## Prompt
Can you rewrite the rows below as a numbered list, leaving out any blank lines and the pictures?

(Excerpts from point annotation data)
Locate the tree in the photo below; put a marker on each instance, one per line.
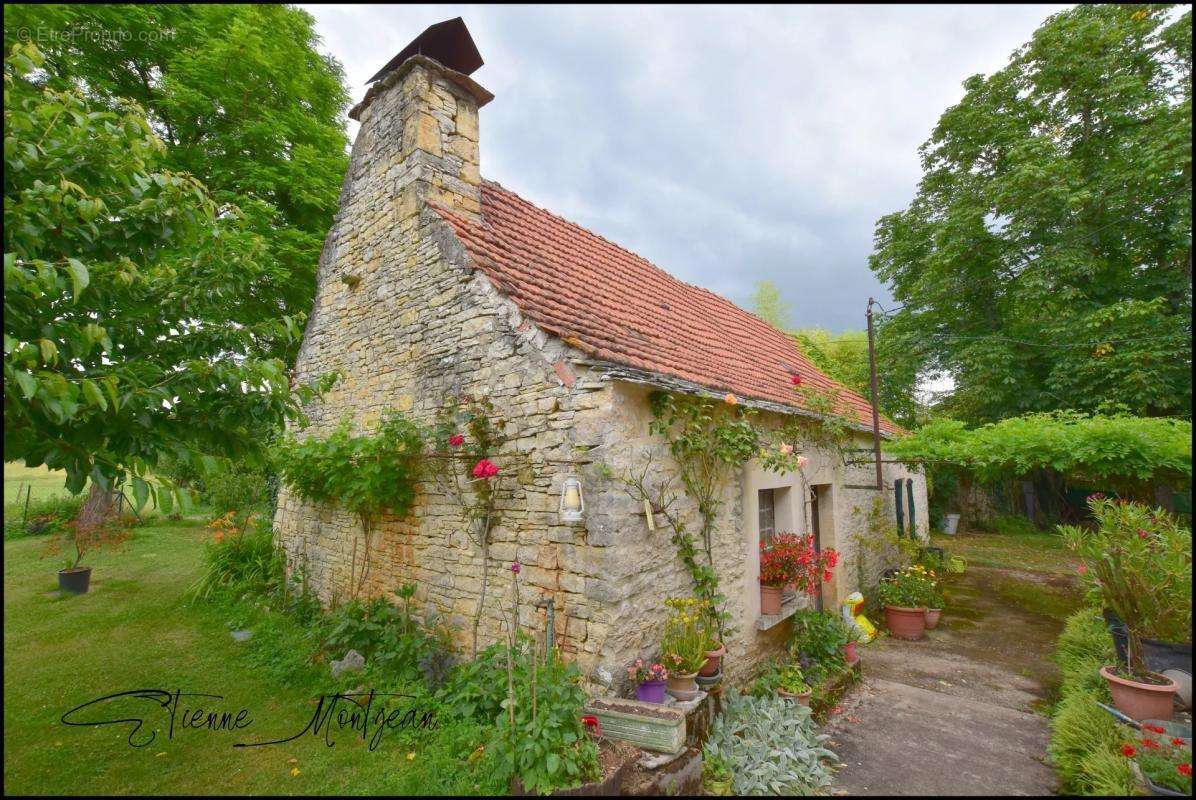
(126, 330)
(1045, 261)
(768, 305)
(242, 99)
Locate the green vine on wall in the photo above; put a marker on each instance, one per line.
(366, 475)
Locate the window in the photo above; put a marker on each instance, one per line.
(767, 515)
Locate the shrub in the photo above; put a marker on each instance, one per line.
(539, 737)
(770, 746)
(47, 515)
(239, 562)
(1082, 648)
(1140, 561)
(817, 642)
(911, 587)
(397, 647)
(1085, 744)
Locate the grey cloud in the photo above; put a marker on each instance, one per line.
(727, 145)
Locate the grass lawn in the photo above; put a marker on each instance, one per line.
(42, 481)
(135, 630)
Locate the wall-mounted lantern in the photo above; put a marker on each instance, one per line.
(572, 502)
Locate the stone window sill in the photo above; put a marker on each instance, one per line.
(789, 606)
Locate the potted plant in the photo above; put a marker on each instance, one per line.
(717, 774)
(792, 560)
(1139, 561)
(685, 645)
(904, 596)
(791, 684)
(650, 681)
(934, 602)
(85, 535)
(1165, 763)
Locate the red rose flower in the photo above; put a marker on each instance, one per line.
(484, 469)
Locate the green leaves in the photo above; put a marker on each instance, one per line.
(1044, 262)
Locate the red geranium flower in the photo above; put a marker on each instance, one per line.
(484, 469)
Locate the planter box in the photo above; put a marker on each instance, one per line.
(647, 726)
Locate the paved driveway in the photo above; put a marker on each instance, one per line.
(957, 713)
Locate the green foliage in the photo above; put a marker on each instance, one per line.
(539, 738)
(1124, 451)
(1140, 562)
(126, 331)
(817, 642)
(47, 515)
(772, 746)
(366, 475)
(1045, 261)
(398, 648)
(242, 98)
(240, 562)
(911, 587)
(1082, 648)
(768, 305)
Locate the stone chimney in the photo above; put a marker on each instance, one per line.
(419, 126)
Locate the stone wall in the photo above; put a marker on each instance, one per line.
(407, 324)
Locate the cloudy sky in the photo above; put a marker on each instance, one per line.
(727, 145)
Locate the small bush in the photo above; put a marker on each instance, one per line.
(239, 562)
(539, 737)
(47, 515)
(1085, 744)
(770, 745)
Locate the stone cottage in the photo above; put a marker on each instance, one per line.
(435, 282)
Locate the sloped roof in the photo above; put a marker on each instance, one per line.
(617, 306)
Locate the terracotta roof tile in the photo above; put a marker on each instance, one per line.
(620, 307)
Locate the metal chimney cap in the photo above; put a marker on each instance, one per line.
(447, 42)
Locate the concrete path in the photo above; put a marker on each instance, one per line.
(956, 713)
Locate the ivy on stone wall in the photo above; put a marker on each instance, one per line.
(365, 475)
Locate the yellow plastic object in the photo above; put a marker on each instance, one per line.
(853, 614)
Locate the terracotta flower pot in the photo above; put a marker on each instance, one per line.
(713, 659)
(803, 698)
(905, 623)
(1141, 701)
(770, 599)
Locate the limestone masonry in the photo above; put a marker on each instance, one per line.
(408, 316)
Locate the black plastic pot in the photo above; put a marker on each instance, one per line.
(75, 580)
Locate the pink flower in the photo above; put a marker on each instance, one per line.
(484, 469)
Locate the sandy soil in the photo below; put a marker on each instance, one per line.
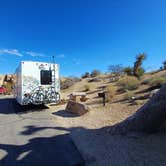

## Response to the exercise
1. Locate the tree in the photo below; put a marker on each instance, one per line.
2. (126, 330)
3. (1045, 261)
4. (768, 305)
5. (242, 99)
6. Locate the green vine on wall in the photo above; put a marker on each instance, one per line.
7. (366, 475)
8. Locate the window in the photo above; put a marker on each instance, one per line.
9. (767, 515)
10. Locate the shrub in the photo above; put a marker on each instance, one per line.
11. (539, 737)
12. (770, 746)
13. (47, 515)
14. (239, 562)
15. (1082, 648)
16. (1140, 561)
17. (817, 642)
18. (911, 587)
19. (397, 647)
20. (1085, 744)
21. Locate the grey cloud in the photo above; put a marker on each instance, one per line.
22. (727, 145)
23. Locate the grass lawn in the photo above; put a marker on each instance, one per line.
24. (42, 481)
25. (135, 630)
26. Locate the wall-mounted lantern in the photo above; put a marker on each instance, one per line.
27. (572, 502)
28. Locate the stone window sill in the photo above; put a marker on each instance, one per line.
29. (789, 606)
30. Locate the potted plant in the photo above; put a marker on each instance, one per line.
31. (717, 774)
32. (792, 560)
33. (1139, 561)
34. (685, 645)
35. (904, 596)
36. (791, 684)
37. (650, 681)
38. (934, 602)
39. (85, 535)
40. (1165, 763)
41. Locate the red rose flower in the photo above; put a marker on each instance, one per line.
42. (484, 469)
43. Locate the green leaves in the photo above; put a marker on each instance, one per line.
44. (1044, 262)
45. Locate the red geranium flower in the photo above; put a marker on each instance, one per line.
46. (484, 469)
47. Locate the planter box in the photo above; put a marker on each instance, one per line.
48. (647, 726)
49. Locate the paved driveway in the photo above; put a marker on each instance, one per line.
50. (957, 713)
51. Locate the green foliage in the photo above; put a marker on each instance, one per line.
52. (539, 738)
53. (1124, 451)
54. (1140, 562)
55. (126, 331)
56. (817, 642)
57. (47, 515)
58. (772, 746)
59. (366, 475)
60. (1045, 261)
61. (398, 648)
62. (242, 98)
63. (240, 562)
64. (911, 587)
65. (1082, 648)
66. (768, 305)
67. Locate the stone chimney in the photo above; put a marker on each instance, one per line.
68. (419, 126)
69. Locate the stone wall in the photo above; put a marker on each instance, one per line.
70. (407, 324)
71. Locate the cloudy sky in the photo above; put a marker on each instance, one per line.
72. (727, 145)
73. Locate the small bush in the photo above; put a marker on each instance, one per line.
74. (239, 562)
75. (539, 737)
76. (47, 515)
77. (1085, 744)
78. (770, 745)
79. Locate the stone cottage in the photo above; put a marker on each instance, one per line.
80. (435, 282)
81. Locate the sloped roof in the photo above; put a marker on each instance, one per line.
82. (617, 306)
83. Locate the terracotta roof tile in the photo above; put a marker on each instance, one per line.
84. (620, 307)
85. Locate the metal chimney cap in the photo above; put a marker on each instance, one per line.
86. (447, 42)
87. Locate the concrete path in the photo above; put a marker on each instance, one per line.
88. (956, 713)
89. Locate the ivy on stone wall in the photo above; put a marker on each instance, one per line.
90. (365, 475)
91. Locate the yellow plastic object in the photo above; put a marker on each instance, one per line.
92. (853, 614)
93. Locate the terracotta flower pot in the photo above; put a marker on each instance, one per line.
94. (713, 659)
95. (803, 698)
96. (905, 623)
97. (1141, 701)
98. (770, 599)
99. Locate the limestone masonry in the photo above; put a marker on each instance, one per line.
100. (408, 316)
101. Locate the black plastic pot in the photo above; put a marker on each instance, one per line.
102. (75, 580)
103. Locate the pink flower in the photo above; put a marker on each instance, one per line.
104. (484, 469)
105. Locate the sandy soil in the photo below; put a marker on each instance, one per line.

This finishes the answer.